Start of Excerpt
IN THE sleepy village of Bangor-on-Dee you will find one of the region’s oldest businesses, producing traditional wares in the same fashion it did five generations ago.

The Johnson family have been making baskets since the 19th century.

Brothers James and Charlie Johnson earned their living by coracle fishing on the Dee but, when the catch was poor, they would supplement their income by cutting bundles of willows from the riverside and taking them home to make baskets to sell.

Fishing permits became difficult to obtain so the brothers began to rely on basket weaving as their main source of income.

Today, James’ great grandson Robert Johnson can be found in a workshop behind J. Johnson & Son’s workshop engaged in this very same practice, alongside Ken Griffiths, 67, who has been with the company since he was a boy.

“It was James and Charlie Johnson that started it all off,” Ken explained as he continued to weave the willow. “But it was Robert’s grandfather James who expanded the business.

“He was badly injured in the First World War and was taken to hospital in Leeds.
One of the forms of physiotherapy then was basket making which he did to help strengthen his arm.

“He met and married one of the nurses there (Mabel Marion Arnold) and, when they came back here, they improved the business.”

On leaving hospital, James had undertaken a two-year apprenticeship with a firm of basket makers in Leeds and, on his return to Bangor-on-Dee, planted a willow bed which until recently was still harvested by the family.

“When I first started, basket weaving was about half the business, the rest came from selling the willow,“ Ken recalled. “We used to grow our own stuff and send it off to places like Manchester.

“It was big business in those days but, as the demand from elsewhere dried up, we started doing more and more basket weaving.

“The beds needed money spending on them and harvesting them was a very labour intensive process – you’d have to cut it and sort it and then the women would come along and put them through individually.

“We gave up the beds about eight or nine years ago, now the willow is brought up from Somerset.”

While they no longer have to toil on the riverbank, basket weaving remains a very time-consuming process.

The tools and equipment involved are the same as would have been used hundreds of years ago and there is no automation or machine tools involved.

But the name of J. Johnson & Son and the quality of their products is recognised far and wide.
End of Excerpt
▶ [What you will do]
1 – In the article on the Bangor-on-Dee basket makers, where does the willow come from now that the family has given up its own beds?
2 – Continue the article on the Bangor-on-Dee basket makers, starting after its last sentence.
Start of Dataset entries
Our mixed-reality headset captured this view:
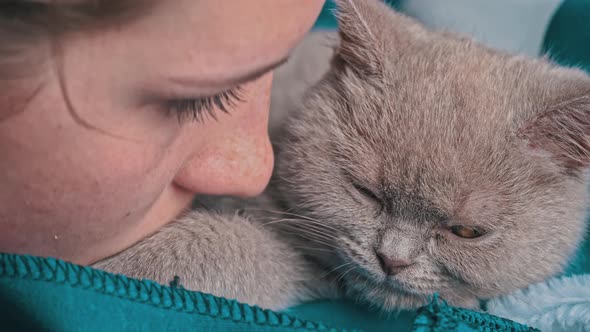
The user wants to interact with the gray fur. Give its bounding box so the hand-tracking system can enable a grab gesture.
[98,0,590,310]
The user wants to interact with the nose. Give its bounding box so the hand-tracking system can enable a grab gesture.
[377,252,413,275]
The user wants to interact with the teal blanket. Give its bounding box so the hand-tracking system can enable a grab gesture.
[0,0,590,332]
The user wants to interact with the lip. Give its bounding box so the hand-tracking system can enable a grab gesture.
[344,263,431,296]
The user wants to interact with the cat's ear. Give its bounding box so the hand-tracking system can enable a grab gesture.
[334,0,391,77]
[518,92,590,173]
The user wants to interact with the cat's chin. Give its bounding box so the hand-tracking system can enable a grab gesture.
[341,268,479,312]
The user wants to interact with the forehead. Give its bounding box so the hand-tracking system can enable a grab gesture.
[102,0,323,90]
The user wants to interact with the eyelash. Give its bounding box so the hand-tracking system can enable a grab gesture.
[166,86,243,122]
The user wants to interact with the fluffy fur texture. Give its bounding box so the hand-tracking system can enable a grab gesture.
[98,0,590,310]
[488,275,590,332]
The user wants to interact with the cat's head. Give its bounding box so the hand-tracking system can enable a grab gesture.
[277,0,590,310]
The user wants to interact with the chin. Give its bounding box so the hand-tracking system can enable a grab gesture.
[340,271,480,312]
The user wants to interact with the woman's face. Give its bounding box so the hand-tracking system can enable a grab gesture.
[0,0,323,264]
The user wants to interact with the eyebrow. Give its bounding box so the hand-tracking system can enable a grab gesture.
[169,55,289,86]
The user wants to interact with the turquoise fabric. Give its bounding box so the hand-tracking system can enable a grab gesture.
[314,0,401,30]
[0,0,590,332]
[0,254,534,332]
[541,0,590,72]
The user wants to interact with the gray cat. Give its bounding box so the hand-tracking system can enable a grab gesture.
[97,0,590,310]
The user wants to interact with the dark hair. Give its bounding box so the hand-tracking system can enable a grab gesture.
[0,0,156,79]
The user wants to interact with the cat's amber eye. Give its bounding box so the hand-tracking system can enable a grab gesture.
[449,225,486,239]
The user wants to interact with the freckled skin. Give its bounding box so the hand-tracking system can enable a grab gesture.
[98,0,590,311]
[0,0,323,264]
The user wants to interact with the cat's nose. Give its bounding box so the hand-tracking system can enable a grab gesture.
[377,251,413,275]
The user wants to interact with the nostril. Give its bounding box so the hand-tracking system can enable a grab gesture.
[377,251,412,275]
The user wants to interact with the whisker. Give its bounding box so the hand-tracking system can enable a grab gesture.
[336,265,356,281]
[321,262,353,278]
[285,232,340,250]
[272,223,338,241]
[249,208,340,232]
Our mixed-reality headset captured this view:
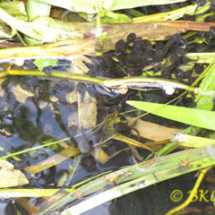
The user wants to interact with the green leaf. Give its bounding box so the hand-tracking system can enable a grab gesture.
[196,62,215,110]
[34,59,57,71]
[127,101,215,130]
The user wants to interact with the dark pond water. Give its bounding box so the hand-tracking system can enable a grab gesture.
[0,1,215,215]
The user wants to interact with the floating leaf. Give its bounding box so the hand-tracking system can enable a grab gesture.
[127,101,215,130]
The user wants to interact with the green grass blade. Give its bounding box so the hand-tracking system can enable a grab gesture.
[0,2,27,22]
[196,62,215,110]
[127,101,215,130]
[39,0,186,14]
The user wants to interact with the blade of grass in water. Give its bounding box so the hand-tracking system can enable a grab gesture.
[126,101,215,130]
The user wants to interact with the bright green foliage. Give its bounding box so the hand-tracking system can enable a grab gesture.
[34,59,58,71]
[127,101,215,130]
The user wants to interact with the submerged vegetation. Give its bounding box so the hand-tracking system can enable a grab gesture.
[0,0,215,215]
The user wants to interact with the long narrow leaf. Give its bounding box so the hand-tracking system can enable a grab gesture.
[127,101,215,130]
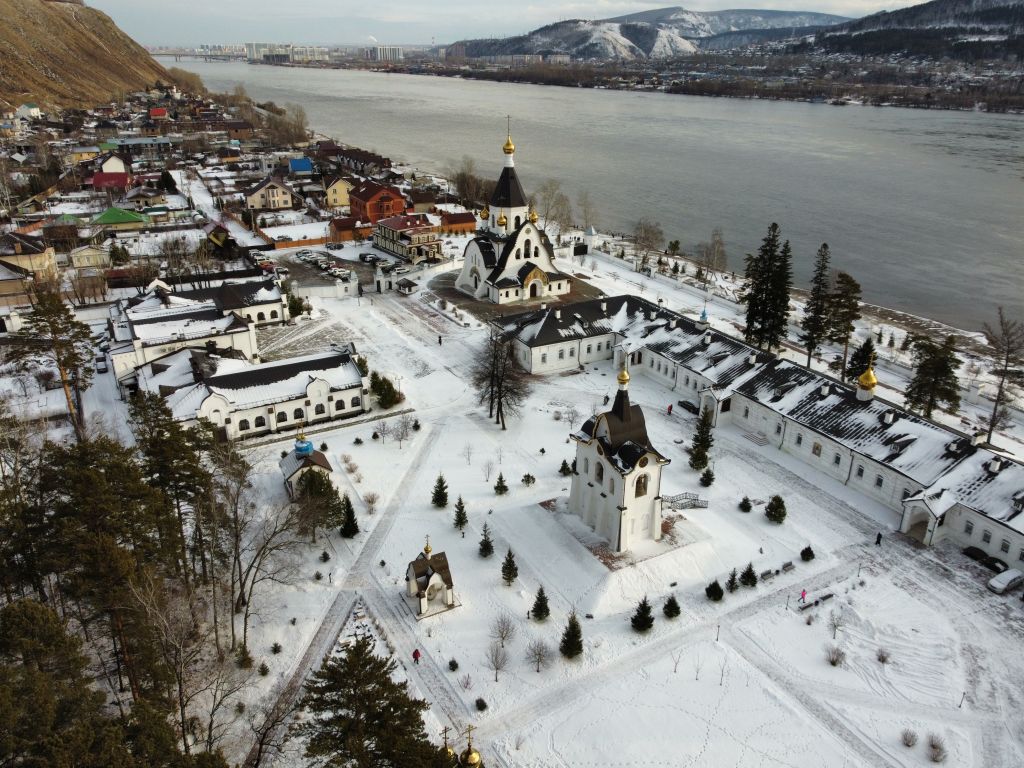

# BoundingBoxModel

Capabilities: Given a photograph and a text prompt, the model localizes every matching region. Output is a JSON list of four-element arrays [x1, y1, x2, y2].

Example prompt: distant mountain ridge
[[462, 6, 849, 60]]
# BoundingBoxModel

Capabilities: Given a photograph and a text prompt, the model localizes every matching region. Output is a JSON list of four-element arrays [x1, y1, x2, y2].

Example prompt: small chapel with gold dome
[[456, 133, 572, 304]]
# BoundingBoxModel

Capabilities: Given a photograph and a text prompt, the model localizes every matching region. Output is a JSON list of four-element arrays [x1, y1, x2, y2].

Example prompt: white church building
[[569, 365, 670, 552], [456, 136, 572, 304]]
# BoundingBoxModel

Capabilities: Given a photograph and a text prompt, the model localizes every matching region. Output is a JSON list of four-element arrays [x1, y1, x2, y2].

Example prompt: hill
[[463, 6, 848, 60], [0, 0, 171, 109]]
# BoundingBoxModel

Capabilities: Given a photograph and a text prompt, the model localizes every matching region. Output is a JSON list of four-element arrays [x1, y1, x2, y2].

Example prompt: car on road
[[988, 568, 1024, 595], [981, 557, 1010, 573], [963, 547, 988, 562]]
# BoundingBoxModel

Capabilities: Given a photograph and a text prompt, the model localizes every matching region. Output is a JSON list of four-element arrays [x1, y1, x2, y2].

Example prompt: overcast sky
[[92, 0, 914, 45]]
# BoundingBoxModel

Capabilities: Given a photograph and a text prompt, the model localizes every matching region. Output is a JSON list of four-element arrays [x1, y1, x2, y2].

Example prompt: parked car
[[988, 568, 1024, 595], [963, 547, 988, 562], [981, 557, 1010, 573]]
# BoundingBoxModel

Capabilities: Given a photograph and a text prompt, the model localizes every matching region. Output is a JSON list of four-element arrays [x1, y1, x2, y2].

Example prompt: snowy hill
[[456, 7, 848, 60]]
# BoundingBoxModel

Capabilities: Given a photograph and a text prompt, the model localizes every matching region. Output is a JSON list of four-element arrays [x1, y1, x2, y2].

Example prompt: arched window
[[636, 474, 650, 499]]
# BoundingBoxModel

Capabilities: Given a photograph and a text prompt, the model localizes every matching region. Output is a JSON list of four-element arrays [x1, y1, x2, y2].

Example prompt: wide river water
[[172, 59, 1024, 330]]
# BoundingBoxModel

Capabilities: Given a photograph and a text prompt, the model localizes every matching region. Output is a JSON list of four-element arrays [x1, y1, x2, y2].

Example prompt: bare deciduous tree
[[484, 643, 509, 683]]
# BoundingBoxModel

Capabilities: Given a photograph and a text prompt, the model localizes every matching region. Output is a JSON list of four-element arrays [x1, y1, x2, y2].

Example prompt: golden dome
[[857, 366, 879, 389]]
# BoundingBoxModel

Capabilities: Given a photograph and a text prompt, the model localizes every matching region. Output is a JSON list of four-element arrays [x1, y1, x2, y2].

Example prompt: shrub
[[705, 579, 725, 603], [825, 644, 846, 667]]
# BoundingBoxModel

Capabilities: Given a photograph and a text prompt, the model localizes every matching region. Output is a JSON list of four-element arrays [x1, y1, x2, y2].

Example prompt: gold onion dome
[[857, 366, 879, 389]]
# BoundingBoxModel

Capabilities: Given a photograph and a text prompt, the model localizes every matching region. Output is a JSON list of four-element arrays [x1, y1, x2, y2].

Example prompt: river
[[172, 60, 1024, 331]]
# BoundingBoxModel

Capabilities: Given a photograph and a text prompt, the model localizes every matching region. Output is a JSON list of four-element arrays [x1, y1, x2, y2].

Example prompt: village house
[[456, 136, 572, 304], [348, 181, 406, 224]]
End of Dataset entries
▶ [Task-by-task answers]
1 – Somerset.

2 –
Ken and Robert will often be called upon to demonstrate their skills to community groups and visitors from as far afield as Australia and the USA have visited especially to see them at work.

As well as the hand-crafted items on display in the showroom, much of what they do is bespoke items, made to order for customers.

The Duke of Westminster has a J. Johnson & Sons log basket and their wares can also be seen in the National Trust properties of Chirk Castle and Erddig Hall.

They have made some more unusual items – a ‘bath chair’ for a local antiques dealer and a huge basket, big enough for three men to disappear into, which was used in a stage production at Theatre Clwyd in Mold.

Basket weaving is very much an integral part of the business but they have also expanded further to offer cane furniture, repairs and even replacement cushions so that tired wicker chairs and settees can be revamped and recycled.

Whereas customers would have had to seek out James and Charlie to get hold of their wares, in the 21st century they can now buy them at the click of the mouse.

They may have moved with the times to some extent but J. Johnson & Son is very much a family enterprise.

James and Mabel had a son, Cyril, who left school at 15 to work with his father.

Cyril married Jane and the couple had five children – two sons and three daughters - all of whom have had basket making experience.

Sadly, Cyril passed away in 1997, so the business is now run by Jane together with her family Julie, Robert, Carol and their brother Paul also helps out at busy times.

Jane now has eight grandchildren, all of whom have shown a great interest in basket making.

So it seems that one of Wrexham’s oldest family businesses will be in good hands for generations to come.